• [Texto apresentado]:
Oficiais ouvidos pela reportagem dizem que Bolsonaro perdeu apoio entre os militares após demissão de comando das Forças Armadas e está longe de poder falar em “meu Exército”

Rompido com o presidente Jair Bolsonaro desde que a gestão da pandemia se revelou um desastre, o general Paulo Chagas – ex-candidato ao governo do Distrito Federal em dobradinha com o então candidato Bolsonaro – avalia a crise militar com a lembrança de um episódio que explica a incursão do militarismo pela política nos últimos 60 anos. “A atitude de Bolsonaro lembra o Jânio Quadros”, disse Chagas, se referindo ao ex-presidente que, em 1961, renunciou na expectativa de gerar comoção para voltar ao poder pelos braços do povo. A renúncia abriu caminho para o golpe, dois anos depois. “A história não se repetirá porque os sinais estão trocados”, acrescenta.

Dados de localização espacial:

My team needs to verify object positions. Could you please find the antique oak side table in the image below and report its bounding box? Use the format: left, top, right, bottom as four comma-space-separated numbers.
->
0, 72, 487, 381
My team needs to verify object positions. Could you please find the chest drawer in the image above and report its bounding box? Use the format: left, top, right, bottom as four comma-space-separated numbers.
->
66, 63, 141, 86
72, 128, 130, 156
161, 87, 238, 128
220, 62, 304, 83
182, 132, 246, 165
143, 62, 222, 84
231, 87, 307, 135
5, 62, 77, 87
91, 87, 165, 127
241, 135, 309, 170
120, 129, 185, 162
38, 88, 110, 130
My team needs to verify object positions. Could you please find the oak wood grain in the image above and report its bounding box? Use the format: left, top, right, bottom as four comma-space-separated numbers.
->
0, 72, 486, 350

==

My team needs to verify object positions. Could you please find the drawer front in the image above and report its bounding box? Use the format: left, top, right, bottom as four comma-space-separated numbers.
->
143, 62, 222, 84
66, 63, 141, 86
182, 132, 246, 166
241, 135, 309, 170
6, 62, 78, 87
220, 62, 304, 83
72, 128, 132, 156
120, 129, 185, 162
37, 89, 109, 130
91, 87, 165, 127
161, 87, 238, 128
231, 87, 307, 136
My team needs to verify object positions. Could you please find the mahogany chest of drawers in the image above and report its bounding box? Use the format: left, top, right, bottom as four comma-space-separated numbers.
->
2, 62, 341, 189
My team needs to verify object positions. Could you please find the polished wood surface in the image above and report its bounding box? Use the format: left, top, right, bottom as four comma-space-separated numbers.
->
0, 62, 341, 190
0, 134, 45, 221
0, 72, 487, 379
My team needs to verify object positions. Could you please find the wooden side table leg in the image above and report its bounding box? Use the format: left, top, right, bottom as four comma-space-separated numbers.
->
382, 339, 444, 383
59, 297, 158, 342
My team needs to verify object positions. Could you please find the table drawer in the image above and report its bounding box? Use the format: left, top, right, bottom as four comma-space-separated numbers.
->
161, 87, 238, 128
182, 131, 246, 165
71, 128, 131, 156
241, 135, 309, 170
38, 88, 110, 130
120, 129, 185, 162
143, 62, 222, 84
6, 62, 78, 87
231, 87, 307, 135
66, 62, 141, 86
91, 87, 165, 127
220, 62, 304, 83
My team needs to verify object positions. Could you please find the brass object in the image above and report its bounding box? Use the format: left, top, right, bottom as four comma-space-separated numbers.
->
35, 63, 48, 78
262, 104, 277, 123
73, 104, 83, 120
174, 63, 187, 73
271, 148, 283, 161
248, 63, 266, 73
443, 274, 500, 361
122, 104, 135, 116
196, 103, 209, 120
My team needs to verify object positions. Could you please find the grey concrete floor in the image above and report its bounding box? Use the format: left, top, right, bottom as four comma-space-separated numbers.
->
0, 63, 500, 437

• [Faça o seguinte]:
A – No texto sobre a crise militar, a atitude de Bolsonaro é comparada à de qual ex-presidente?
B – Retome o texto sobre a crise militar a partir da última frase apresentada e dê continuidade a ele.
As linhas são um material independente do texto.

• [Respostas do exercício]:
A – Jânio Quadros.

B –
Resguardadas as proporções históricas, segundo oficiais da reserva ouvidos pela reportagem, o Bolsonaro que emerge da crise, gerada por ele mesmo ao tentar envolver o Exército na busca de apoio para decretar um estado de sítio que também visava o controle das PMs, perdeu o apoio do alto oficialato militar, se viu forçado a mergulhar no toma lá dá cá da política nos braços do Centrão e colocou-se ao alcance de um provável processo de impeachment no Congresso.  Como Jânio, segundo Chagas, Bolsonaro errou o tiro e acertou o próprio pé.

“Ele blefa”, resumiu à Pública o general Carlos Alberto Santos Cruz (foto) ex-ministro da Secretaria Geral de Governo, outro aliado de primeira hora que virou desafeto. “É zero a chance de os comandos militares se guiarem pela cabeça de outro ou de interesses fora da Constituição. Não tem furo nessa tela. As Forças Armadas são muito bem comandadas, tudo gente de primeira linha. Pode colocar lá quem quiser”, afirmou o general, descartando qualquer possibilidade de apoio militar às intenções golpistas.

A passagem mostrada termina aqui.